■ YOUR INSTRUCTIONS
Return each record unchanged and drop the images.

■ GIVEN DATA
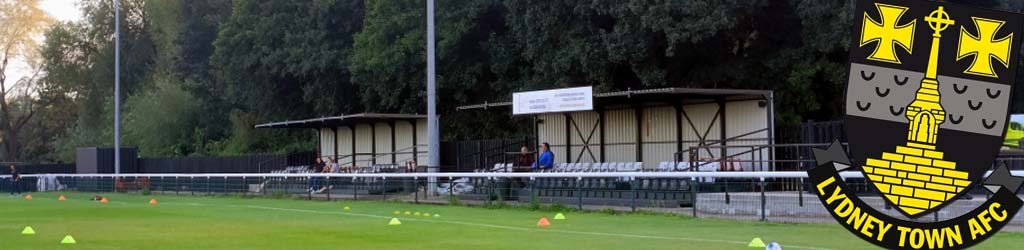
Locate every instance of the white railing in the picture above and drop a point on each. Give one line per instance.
(759, 174)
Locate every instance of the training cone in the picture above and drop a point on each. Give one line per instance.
(28, 231)
(756, 243)
(68, 240)
(543, 222)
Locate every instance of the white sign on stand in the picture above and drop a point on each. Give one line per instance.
(553, 100)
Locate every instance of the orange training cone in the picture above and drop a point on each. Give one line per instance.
(543, 222)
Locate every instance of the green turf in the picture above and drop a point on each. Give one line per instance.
(197, 222)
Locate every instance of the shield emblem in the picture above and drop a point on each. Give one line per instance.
(928, 97)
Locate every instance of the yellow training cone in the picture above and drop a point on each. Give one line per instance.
(28, 231)
(68, 240)
(756, 243)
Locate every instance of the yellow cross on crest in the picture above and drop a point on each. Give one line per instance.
(984, 47)
(888, 33)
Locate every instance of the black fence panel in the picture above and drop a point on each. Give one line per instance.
(480, 154)
(41, 168)
(237, 164)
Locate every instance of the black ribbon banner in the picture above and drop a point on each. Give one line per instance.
(887, 232)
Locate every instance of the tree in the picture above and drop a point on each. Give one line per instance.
(281, 58)
(24, 23)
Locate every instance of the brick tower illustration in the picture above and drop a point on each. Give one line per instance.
(915, 177)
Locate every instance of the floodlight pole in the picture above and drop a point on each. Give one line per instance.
(433, 134)
(117, 86)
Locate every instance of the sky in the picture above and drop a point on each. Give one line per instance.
(64, 10)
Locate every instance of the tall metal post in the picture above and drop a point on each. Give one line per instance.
(433, 134)
(117, 86)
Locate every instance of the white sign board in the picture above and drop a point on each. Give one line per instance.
(552, 100)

■ WRITTEN RESPONSE
Locate every instance of the white railing in the picture above and drop a point on each. Give one line per instance.
(759, 174)
Locate every instance of the training cone in the picture above and drop a point on each. Give one line per instance.
(28, 231)
(756, 243)
(68, 240)
(543, 222)
Locate every instance of the white sign on stand in the picture above and drop a point on each. Give one line per instance.
(553, 100)
Locate every instance of the orange training cone in the picture above and drop a point on each. Give one line per instance.
(543, 222)
Locate every instance of the green turf in the picture above and drop a point on each. Give one line per instance.
(197, 222)
Locate every instance of the shield emblem in the picture above and drop a point on each. Give one line per instance.
(928, 97)
Locate every instance of the yellow training cone in the picture above and drop a point on each. Give one line per instance.
(28, 231)
(68, 240)
(756, 243)
Locate every instance of the yellow cross on crest in the picture above and drop a point on each. Give one line per instance.
(984, 47)
(888, 33)
Locate every instance of the black fence panel in the picture above and drop a point on each. Give one line per instance.
(480, 154)
(41, 168)
(237, 164)
Locate every instance of the black ribbon banner in the picture above and drop a point on each. Give one line per instance.
(887, 232)
Locate every instance of the tree in the picture above and drop a point on each. Give one line per instance.
(281, 58)
(24, 23)
Locate every instance of the brick tower illustration in the picture above and drop a point on each. Give one line per instance.
(915, 177)
Locate every instance of the floodlight pole in the picture above and drop a point on each. Give one line per instance.
(433, 134)
(117, 86)
Locate every instance of the sky in the picture above and drop a point on each. Give one line per instance.
(64, 10)
Locate every instance of the tall metal post in the picture above and drop a point on each. Give one line per instance.
(433, 134)
(117, 86)
Locate every instance of the white sign board in the picture above and drop a point on each. Give one line per instance.
(552, 100)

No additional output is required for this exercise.